READING PASSAGE
= = = =

Portugal has a modern and flexible telecommunications market and a wide range of varied media organisations. The regulatory body overseeing communications is called ANACOM.

The country has one of the highest mobile phone penetration rates in the world (the number of operative mobile phones already exceeds the population). This network also provides wireless mobile Internet connections as well, and covers the entire territory. As of October 2006, 36.8% of households had high-speed Internet services and 78% of companies had Internet access. Most Portuguese watch television through cable (June 2004: 73.6% of households). Paid Internet connections are available at many cafés, as well as many post offices. One can also surf on the Internet at hotels, conference centres and shopping centres, where special areas are reserved for this purpose. Free Internet access is also available to Portuguese residents at "Espaços de Internet" across the country.

Broadband overview
Portugal has a mid-sized but advanced telecoms market, with a steadily growing broadband subscriber base well served by cable, DSL and the emerging FTTx platforms. Mobile penetration is far above the European Union average, while the development of digital TV services has progressed under cautious regulatory guidance. The progressive liberalisation of the Portuguese market began at the beginning of the 1990s through the creation of the Portuguese Institute for Communications (ICP). Through a combination of specific deadlines for liberalisation and entry mechanisms for new market players, Portugal's telecoms scene was successfully opened up to competition.

= = = =

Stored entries
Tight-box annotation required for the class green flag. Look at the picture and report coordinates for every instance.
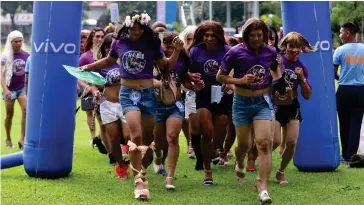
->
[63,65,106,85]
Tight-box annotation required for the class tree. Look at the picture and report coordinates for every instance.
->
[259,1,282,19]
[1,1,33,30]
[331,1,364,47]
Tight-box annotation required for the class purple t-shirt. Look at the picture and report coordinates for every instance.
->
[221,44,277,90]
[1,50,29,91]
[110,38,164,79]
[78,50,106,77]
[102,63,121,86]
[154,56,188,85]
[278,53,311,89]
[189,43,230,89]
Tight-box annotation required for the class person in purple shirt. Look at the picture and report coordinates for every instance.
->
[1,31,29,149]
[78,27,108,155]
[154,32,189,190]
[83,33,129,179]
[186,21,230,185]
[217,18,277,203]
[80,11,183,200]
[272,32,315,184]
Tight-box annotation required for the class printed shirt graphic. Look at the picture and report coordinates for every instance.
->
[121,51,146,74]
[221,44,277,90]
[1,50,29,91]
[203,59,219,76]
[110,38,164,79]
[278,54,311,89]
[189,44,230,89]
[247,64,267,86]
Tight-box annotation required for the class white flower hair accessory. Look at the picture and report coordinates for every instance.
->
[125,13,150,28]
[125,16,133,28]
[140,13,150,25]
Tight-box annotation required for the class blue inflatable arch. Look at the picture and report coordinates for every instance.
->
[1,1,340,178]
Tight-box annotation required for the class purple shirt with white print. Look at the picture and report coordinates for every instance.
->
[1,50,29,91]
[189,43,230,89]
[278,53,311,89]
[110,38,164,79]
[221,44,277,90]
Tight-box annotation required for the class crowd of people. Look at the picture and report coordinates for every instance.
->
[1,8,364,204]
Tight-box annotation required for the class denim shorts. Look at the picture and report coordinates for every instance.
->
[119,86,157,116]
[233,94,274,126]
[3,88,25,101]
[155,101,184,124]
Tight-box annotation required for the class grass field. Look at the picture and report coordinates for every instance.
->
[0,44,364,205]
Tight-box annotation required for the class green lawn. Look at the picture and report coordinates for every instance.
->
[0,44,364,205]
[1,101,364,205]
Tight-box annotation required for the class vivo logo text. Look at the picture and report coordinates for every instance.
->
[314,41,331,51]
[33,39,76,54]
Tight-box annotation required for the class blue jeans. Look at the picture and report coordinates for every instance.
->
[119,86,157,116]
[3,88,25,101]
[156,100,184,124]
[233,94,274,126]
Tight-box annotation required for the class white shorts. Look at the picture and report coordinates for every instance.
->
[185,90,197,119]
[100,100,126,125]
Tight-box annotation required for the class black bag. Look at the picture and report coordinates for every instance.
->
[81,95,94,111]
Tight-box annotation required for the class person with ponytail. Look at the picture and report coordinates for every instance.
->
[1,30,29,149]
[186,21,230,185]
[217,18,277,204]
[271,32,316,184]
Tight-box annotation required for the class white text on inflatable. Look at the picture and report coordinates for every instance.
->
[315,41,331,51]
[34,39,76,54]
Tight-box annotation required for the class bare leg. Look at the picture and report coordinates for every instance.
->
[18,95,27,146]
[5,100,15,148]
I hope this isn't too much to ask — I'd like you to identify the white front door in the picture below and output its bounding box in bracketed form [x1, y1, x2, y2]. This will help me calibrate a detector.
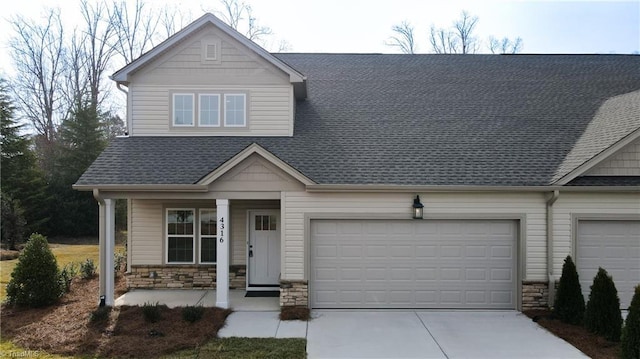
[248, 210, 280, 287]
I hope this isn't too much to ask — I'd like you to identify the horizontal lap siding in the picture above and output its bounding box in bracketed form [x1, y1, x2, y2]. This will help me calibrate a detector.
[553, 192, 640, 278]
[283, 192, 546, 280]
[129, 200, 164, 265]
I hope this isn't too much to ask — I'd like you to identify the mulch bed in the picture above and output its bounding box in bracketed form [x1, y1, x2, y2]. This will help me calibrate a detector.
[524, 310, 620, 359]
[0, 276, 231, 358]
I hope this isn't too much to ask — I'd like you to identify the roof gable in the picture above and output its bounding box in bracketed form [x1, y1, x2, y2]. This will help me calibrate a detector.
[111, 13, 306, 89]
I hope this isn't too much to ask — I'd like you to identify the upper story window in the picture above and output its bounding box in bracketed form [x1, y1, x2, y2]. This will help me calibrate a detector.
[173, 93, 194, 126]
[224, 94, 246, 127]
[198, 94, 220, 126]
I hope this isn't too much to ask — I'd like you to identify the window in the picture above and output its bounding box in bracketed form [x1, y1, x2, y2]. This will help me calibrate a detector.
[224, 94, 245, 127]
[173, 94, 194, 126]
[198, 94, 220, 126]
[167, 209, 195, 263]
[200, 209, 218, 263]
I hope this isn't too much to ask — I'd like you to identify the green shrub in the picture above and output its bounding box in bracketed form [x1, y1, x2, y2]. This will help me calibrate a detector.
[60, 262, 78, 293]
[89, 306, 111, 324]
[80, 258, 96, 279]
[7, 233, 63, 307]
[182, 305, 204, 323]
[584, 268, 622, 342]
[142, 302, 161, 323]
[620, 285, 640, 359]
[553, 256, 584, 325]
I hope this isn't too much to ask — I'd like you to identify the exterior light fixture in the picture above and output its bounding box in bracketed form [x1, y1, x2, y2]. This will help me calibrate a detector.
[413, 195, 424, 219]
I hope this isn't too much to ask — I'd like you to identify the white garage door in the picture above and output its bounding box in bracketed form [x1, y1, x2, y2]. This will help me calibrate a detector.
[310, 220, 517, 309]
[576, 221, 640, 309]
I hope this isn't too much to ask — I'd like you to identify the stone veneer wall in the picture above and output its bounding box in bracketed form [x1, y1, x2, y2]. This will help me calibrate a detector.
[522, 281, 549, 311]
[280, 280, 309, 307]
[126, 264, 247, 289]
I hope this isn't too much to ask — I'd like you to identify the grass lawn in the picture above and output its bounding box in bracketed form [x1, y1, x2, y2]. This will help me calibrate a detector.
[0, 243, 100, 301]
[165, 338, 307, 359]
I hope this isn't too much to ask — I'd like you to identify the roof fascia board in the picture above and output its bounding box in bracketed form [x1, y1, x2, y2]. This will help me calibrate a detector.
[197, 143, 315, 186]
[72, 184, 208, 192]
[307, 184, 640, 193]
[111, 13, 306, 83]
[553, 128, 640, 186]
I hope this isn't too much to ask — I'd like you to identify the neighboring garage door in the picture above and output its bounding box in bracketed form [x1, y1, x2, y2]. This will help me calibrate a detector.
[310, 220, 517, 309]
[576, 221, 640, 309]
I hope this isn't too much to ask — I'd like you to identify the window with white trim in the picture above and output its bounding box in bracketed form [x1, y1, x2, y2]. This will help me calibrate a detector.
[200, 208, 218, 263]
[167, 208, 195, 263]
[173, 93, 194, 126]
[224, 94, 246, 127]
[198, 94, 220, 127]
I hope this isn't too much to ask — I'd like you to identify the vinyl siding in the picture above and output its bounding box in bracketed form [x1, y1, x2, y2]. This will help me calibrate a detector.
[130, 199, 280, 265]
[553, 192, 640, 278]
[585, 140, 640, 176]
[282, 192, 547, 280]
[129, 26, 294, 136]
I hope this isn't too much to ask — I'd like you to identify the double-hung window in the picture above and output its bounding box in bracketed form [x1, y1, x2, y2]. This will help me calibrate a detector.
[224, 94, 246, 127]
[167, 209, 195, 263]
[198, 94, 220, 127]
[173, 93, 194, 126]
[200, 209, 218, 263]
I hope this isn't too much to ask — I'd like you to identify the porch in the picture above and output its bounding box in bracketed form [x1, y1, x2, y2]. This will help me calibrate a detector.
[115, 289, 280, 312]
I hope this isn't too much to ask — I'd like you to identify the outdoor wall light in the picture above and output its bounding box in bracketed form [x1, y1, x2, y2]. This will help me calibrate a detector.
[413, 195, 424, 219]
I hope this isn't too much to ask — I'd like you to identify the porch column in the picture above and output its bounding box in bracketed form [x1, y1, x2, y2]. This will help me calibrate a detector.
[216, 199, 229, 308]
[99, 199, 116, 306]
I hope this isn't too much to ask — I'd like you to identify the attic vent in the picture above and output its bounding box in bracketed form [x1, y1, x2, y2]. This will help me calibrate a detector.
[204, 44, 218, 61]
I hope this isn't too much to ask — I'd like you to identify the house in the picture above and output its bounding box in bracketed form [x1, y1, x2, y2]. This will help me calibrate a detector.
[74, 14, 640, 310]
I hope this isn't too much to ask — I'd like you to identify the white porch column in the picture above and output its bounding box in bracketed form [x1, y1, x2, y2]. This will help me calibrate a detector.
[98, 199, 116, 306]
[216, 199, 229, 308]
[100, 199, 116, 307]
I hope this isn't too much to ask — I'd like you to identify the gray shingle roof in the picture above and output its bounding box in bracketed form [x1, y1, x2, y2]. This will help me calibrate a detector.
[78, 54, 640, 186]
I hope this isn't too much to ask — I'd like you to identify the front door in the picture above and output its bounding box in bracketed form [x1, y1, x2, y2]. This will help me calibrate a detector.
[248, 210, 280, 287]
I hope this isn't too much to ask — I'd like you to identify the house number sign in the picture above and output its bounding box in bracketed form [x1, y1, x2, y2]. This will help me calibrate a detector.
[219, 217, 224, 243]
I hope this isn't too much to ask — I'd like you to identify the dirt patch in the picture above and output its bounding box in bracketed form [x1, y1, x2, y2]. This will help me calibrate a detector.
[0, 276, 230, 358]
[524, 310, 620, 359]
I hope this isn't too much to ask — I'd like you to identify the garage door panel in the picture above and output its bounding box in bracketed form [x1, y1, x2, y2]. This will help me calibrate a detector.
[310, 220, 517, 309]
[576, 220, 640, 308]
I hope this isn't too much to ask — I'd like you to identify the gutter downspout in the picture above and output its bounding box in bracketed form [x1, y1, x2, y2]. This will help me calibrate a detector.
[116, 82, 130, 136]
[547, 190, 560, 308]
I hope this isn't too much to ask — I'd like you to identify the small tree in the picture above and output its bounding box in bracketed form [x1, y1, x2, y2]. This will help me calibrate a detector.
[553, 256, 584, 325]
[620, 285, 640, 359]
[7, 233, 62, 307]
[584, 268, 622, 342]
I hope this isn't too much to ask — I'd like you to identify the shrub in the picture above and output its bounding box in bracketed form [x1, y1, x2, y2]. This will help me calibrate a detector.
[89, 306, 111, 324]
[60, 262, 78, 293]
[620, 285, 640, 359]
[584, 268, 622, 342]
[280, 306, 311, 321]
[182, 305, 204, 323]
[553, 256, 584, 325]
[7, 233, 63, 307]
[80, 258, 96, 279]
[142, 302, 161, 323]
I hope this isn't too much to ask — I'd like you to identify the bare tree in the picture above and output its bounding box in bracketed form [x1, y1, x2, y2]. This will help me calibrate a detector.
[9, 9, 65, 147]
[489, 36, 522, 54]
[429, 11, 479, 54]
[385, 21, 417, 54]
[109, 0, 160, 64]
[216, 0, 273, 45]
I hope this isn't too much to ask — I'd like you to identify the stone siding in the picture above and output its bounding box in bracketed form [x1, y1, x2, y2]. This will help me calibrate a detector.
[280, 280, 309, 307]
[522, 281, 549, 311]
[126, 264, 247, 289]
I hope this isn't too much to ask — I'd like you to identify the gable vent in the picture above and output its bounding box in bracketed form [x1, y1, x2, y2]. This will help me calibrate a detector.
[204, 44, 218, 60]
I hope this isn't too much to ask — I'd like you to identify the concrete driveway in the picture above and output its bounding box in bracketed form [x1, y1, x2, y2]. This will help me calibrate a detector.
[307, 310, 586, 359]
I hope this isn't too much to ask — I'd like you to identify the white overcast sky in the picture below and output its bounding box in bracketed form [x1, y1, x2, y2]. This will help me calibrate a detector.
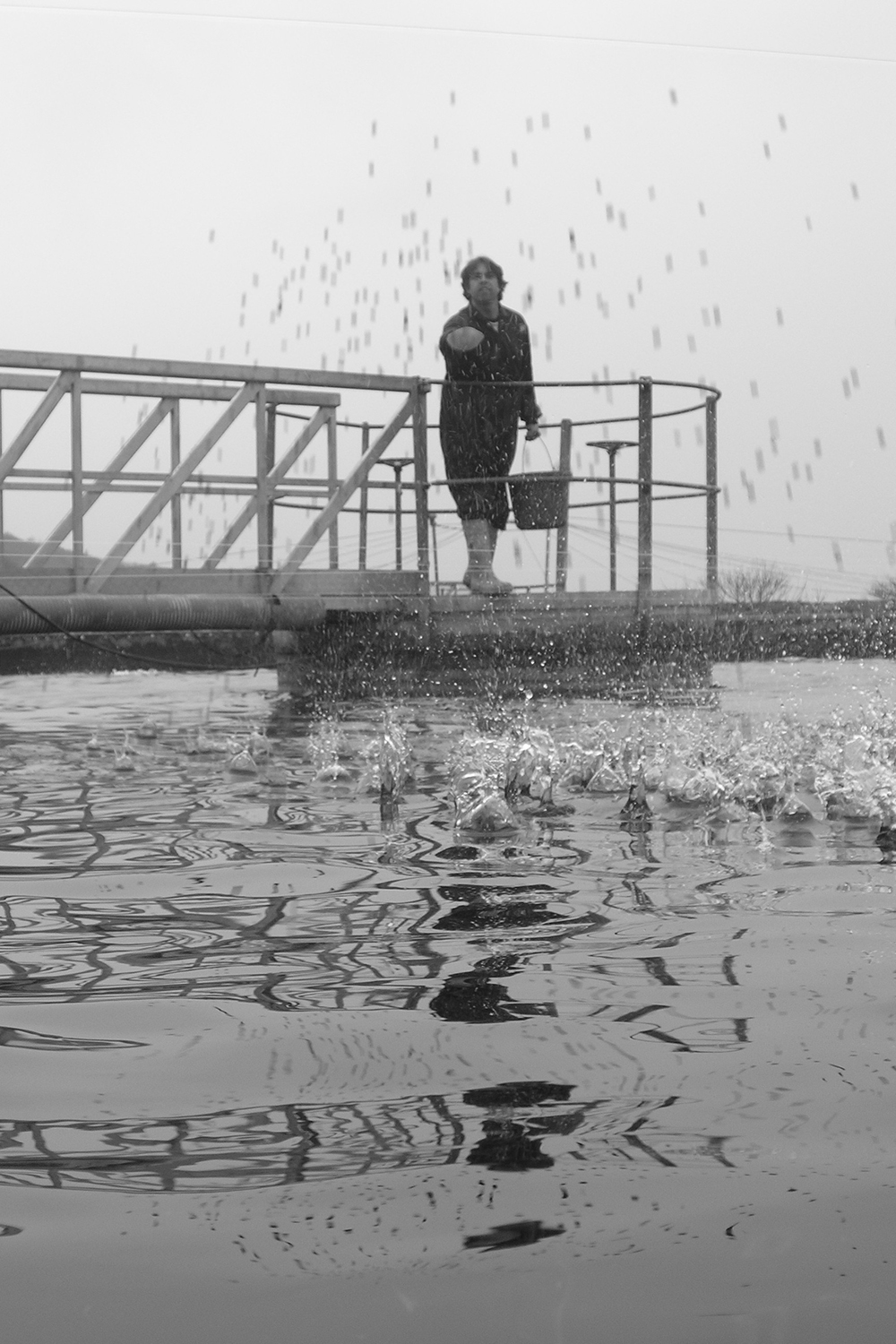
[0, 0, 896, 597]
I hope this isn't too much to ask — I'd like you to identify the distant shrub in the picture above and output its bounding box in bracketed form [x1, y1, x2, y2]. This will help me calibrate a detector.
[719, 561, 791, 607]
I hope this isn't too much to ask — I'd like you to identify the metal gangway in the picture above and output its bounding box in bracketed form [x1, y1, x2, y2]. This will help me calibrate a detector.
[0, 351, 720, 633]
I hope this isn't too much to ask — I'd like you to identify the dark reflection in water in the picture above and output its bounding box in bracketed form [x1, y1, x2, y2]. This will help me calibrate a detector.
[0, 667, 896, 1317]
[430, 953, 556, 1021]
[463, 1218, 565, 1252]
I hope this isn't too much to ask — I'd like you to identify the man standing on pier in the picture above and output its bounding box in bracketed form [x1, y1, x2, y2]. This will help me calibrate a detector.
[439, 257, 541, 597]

= = = =

COMPLETE THE FOLLOWING
1. According to the passage on telecommunications in Portugal, what share of Portuguese households had high-speed Internet services as of October 2006?
2. Extend the passage on telecommunications in Portugal, picking up right after its final sentence.

RESULTS IN ORDER
1. 36.8% of households.

2.
The country's broadband market showed accelerated growth in 2010 not least due to its widespread cable and DSL networks, but also due to aggressive fibre deployment. Broadband services with up to 100 Mbit/s, 200 Mbit/s and even 1 Gbit/s speeds were launched in 2009. The country's leading telecom operators have partnered up to build high speed next generation networks.
The government's broadband initiative for 2009-2010 had the following two aims: (i) the connection of up to 1.5 million homes and businesses to the new fibre networks enabling them to benefit from improvements in high-speed Internet, TV and voice services; (ii) the achievement of 50 per cent broadband penetration among households by 2010. Both aims were reached.
At the end of 2010, the number of households connected to the fibre-optic networks (FTTH/B) by all operators stood at 1.47 million. The number of households with accesses using the EuroDOCSIS 3.0 standard totalled 3.8 million. It is estimated that about 59 per cent of family households now have access to at least one high-speed network. High-speed accesses are concentrated in the Lisbon and North regions of the country.
(sourced from open-topic.com)

Telephones - main lines in use:
5.179million (2019)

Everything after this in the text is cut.